-- Passage shown --
Frequently asked questions

Key questions from MOD suppliers researching this topic.

What are the four DCC levels used for?

DCC levels map cybersecurity assurance depth to contract risk. L0 covers Very Low CRP contracts, L1 covers Low CRP, L2 covers Moderate CRP, and L3 covers High CRP. Each level has broader evidence requirements and longer assessment timelines than the one below it.

Why do many suppliers start with DCC Level 0?

Level 0 is the practical entry point because it builds on Cyber Essentials (which many suppliers already hold) and aligns with the Very Low CRP contracts most new MOD suppliers take on. It also creates a foundation for L1 progression as pipeline evolves.

Can we move to Level 1 after certifying at Level 0?

Yes. Many suppliers use L0 as the foundation and then expand governance, risk management, and technical assurance to transition to L1. L1 engagements for clients already holding L0 typically complete faster and with fewer findings.

-- Entries provided --
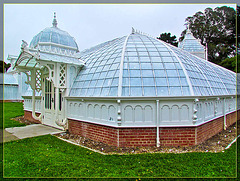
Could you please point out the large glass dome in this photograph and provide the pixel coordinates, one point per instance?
(138, 65)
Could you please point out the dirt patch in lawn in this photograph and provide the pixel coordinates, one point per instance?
(217, 143)
(21, 119)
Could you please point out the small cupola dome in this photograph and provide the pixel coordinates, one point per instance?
(53, 39)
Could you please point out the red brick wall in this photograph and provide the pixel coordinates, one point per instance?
(133, 137)
(231, 118)
(28, 116)
(177, 136)
(208, 130)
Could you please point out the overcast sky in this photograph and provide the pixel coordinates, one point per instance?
(91, 24)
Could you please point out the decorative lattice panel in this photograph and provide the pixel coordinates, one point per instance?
(38, 80)
(62, 75)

-- Exercises --
• a. In the FAQ on DCC levels, which level covers Moderate CRP contracts?
• b. From the FAQ on DCC levels, quote the part that opens with the words containing "DCC levels map" and closes with "with fewer findings.".
• c. Extend the FAQ on DCC levels, picking up right after its last sentence.

-- Outputs in order --
• a. L2 (Level 2).

• b.
DCC levels map cybersecurity assurance depth to contract risk. L0 covers Very Low CRP contracts, L1 covers Low CRP, L2 covers Moderate CRP, and L3 covers High CRP. Each level has broader evidence requirements and longer assessment timelines than the one below it.

Why do many suppliers start with DCC Level 0?

Level 0 is the practical entry point because it builds on Cyber Essentials (which many suppliers already hold) and aligns with the Very Low CRP contracts most new MOD suppliers take on. It also creates a foundation for L1 progression as pipeline evolves.

Can we move to Level 1 after certifying at Level 0?

Yes. Many suppliers use L0 as the foundation and then expand governance, risk management, and technical assurance to transition to L1. L1 engagements for clients already holding L0 typically complete faster and with fewer findings.

• c.
Can a supplier hold a higher DCC level than a specific contract requires?

Often yes, if commercially useful. Holding a higher level can simplify bidding across mixed pipelines where contract assurance requirements vary, avoiding the need to re-certify for each opportunity.

How do we decide when to upgrade from Level 0 to Level 1?

Upgrade timing should follow pipeline demand, contract risk profile trends, internal maturity, and readiness to sustain stronger evidence and governance requirements. Typical upgrade signal: three or more Low CRP opportunities in the bid pipeline within 12 months.